Write out every line of all the items below again, requests included. Shift each answer coordinate by adding 138 to every number, but leave the numbers in the requests and their format samples unchanged.

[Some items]
============

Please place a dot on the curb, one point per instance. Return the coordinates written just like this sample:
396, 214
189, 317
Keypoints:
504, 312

============

* Worked solution
Please place a dot on the curb, one point per instance. Return the coordinates written just like this sample:
396, 214
189, 317
Keypoints:
642, 450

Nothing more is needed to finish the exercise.